# Saved data entries

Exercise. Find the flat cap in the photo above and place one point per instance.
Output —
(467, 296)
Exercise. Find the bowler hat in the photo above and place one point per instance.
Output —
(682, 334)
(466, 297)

# Task prompt
Transcribe the records above with every character unchanged.

# Exercise output
Exercise. Find the flat cap in the photo above and place one point per instance.
Output —
(467, 296)
Exercise. Find the bowler hat in the photo above and place one point per instance.
Output —
(682, 334)
(466, 297)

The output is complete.